— start Exercise materials —

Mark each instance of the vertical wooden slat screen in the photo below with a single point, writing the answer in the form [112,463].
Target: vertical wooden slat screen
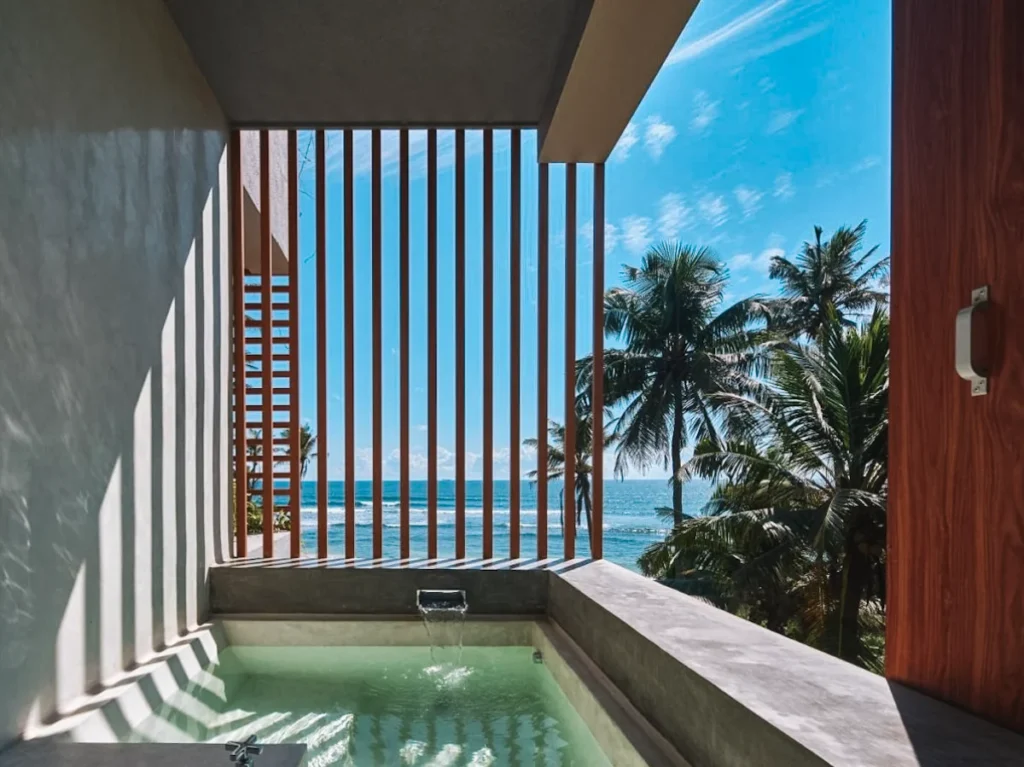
[597,394]
[542,363]
[568,520]
[378,450]
[488,340]
[432,344]
[322,448]
[460,344]
[403,330]
[514,340]
[273,384]
[266,359]
[349,349]
[295,489]
[239,287]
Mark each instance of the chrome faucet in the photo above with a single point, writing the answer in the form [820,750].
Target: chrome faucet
[243,752]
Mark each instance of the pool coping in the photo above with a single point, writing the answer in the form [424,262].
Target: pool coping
[624,734]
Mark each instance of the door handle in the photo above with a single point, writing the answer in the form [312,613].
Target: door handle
[971,360]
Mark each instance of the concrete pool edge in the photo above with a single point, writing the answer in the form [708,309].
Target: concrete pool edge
[621,730]
[117,711]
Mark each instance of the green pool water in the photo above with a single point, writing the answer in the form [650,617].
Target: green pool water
[369,707]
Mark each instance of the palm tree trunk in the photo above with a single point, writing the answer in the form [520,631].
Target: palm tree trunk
[677,456]
[588,505]
[856,572]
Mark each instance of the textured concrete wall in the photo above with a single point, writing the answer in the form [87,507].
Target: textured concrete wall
[729,693]
[371,591]
[278,173]
[114,345]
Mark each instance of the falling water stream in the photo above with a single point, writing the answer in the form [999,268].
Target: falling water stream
[443,614]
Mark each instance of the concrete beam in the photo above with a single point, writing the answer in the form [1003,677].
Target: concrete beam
[623,46]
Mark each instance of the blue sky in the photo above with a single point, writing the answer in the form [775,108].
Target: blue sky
[768,118]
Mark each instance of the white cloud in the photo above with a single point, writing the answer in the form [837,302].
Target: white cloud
[760,263]
[636,233]
[781,120]
[783,185]
[750,200]
[784,41]
[713,209]
[673,216]
[705,112]
[626,143]
[657,135]
[610,236]
[716,37]
[866,164]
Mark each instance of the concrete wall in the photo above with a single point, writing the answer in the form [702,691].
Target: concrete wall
[310,589]
[114,345]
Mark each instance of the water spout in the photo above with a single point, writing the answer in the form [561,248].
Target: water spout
[443,614]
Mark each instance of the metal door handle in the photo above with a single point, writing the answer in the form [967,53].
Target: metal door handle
[969,366]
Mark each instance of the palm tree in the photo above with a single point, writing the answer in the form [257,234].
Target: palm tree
[679,352]
[307,446]
[584,444]
[795,536]
[828,277]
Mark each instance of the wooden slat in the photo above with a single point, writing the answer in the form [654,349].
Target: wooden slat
[542,361]
[597,394]
[488,343]
[432,343]
[273,357]
[514,340]
[378,451]
[460,343]
[295,486]
[238,287]
[349,225]
[265,285]
[254,391]
[403,331]
[322,414]
[568,522]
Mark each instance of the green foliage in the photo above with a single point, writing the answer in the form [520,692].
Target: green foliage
[827,279]
[682,348]
[584,450]
[794,536]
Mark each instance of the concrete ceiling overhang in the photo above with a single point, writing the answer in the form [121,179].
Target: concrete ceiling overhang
[574,69]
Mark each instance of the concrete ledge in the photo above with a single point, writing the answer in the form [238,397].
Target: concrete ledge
[340,631]
[727,692]
[50,754]
[377,591]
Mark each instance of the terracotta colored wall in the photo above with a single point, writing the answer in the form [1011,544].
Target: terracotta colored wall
[956,510]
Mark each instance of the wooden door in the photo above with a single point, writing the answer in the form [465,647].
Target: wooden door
[955,613]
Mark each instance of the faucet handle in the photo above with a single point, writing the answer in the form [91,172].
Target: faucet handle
[243,751]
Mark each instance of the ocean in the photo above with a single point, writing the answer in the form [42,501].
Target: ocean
[631,519]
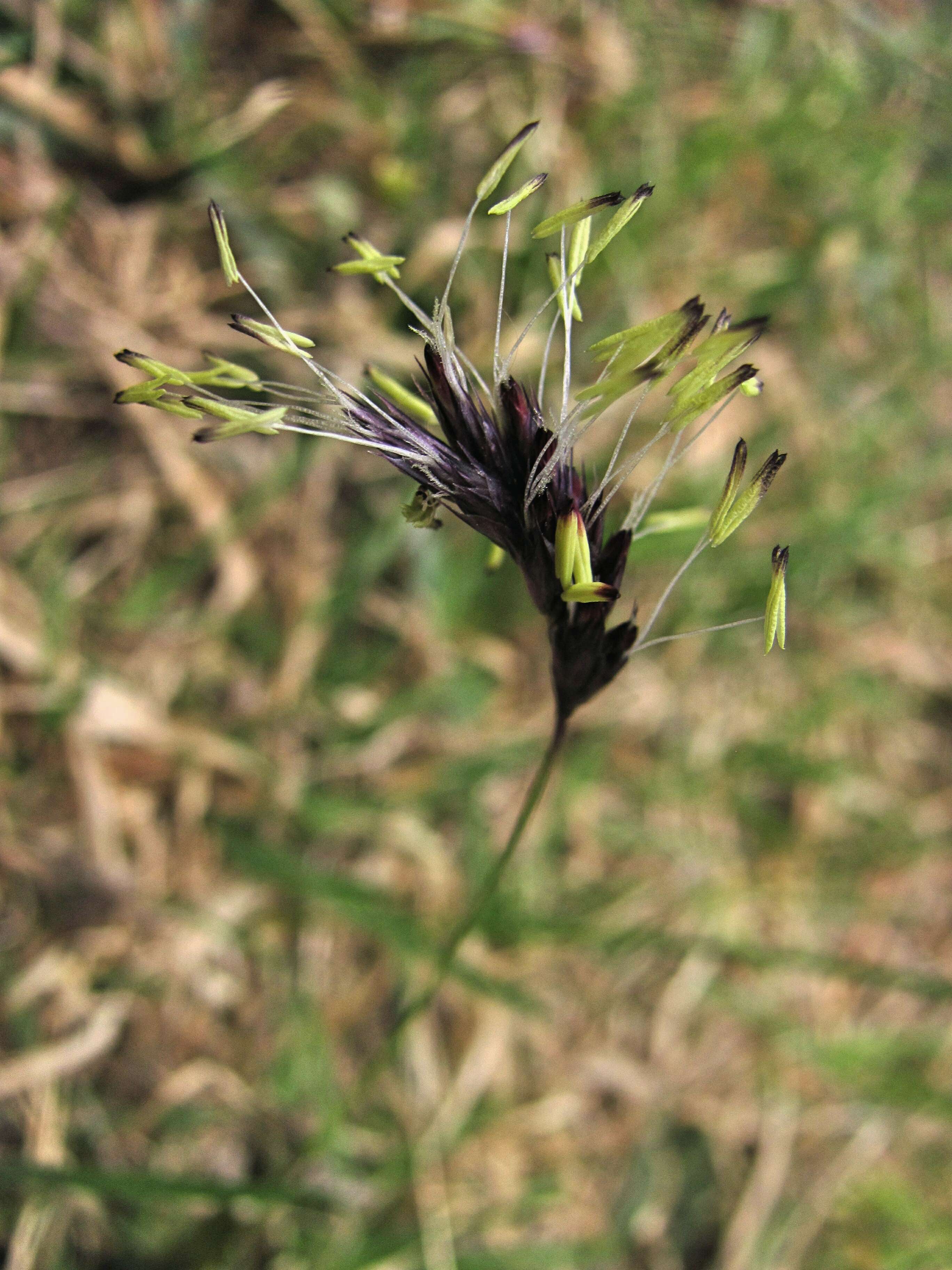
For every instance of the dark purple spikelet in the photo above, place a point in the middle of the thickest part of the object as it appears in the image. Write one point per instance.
(480, 470)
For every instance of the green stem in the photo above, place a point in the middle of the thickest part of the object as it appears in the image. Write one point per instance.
(490, 883)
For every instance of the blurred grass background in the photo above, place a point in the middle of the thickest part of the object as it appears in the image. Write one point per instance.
(261, 738)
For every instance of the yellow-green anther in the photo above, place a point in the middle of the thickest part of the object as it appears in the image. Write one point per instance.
(566, 533)
(174, 406)
(376, 265)
(408, 402)
(368, 252)
(643, 339)
(237, 420)
(523, 192)
(150, 366)
(721, 347)
(555, 275)
(422, 511)
(730, 488)
(620, 220)
(589, 594)
(574, 214)
(221, 237)
(578, 247)
(669, 523)
(271, 336)
(495, 558)
(748, 501)
(687, 409)
(228, 374)
(615, 390)
(502, 164)
(583, 556)
(776, 615)
(148, 392)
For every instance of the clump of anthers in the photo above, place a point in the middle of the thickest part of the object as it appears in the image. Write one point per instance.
(495, 455)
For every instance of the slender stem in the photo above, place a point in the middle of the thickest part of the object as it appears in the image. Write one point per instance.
(700, 547)
(490, 883)
(502, 296)
(568, 353)
(545, 361)
(703, 630)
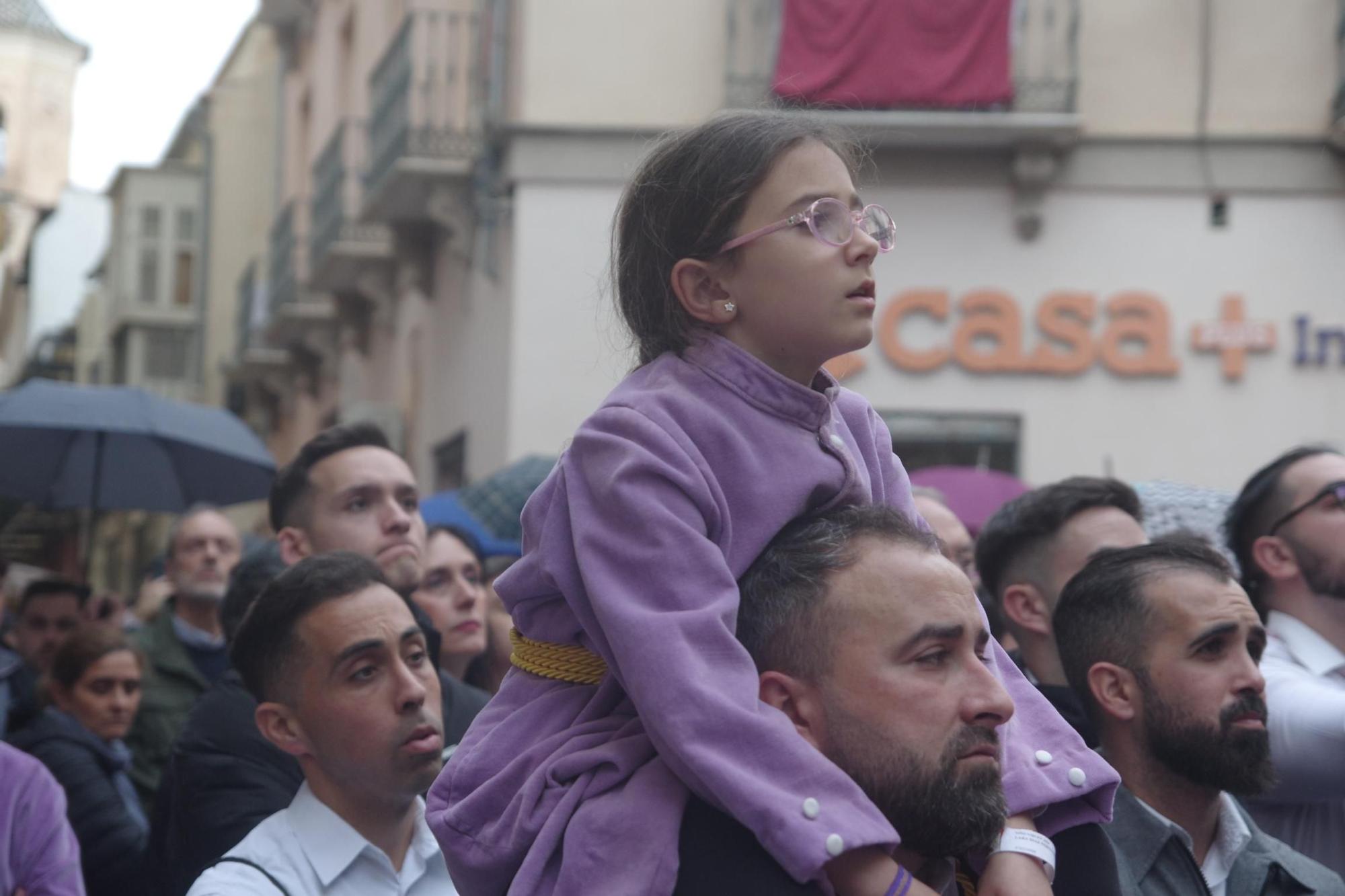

— end Exercise materials —

Count the lines in the items above that contain the string "falling", treating case as significant, and give only the number.

2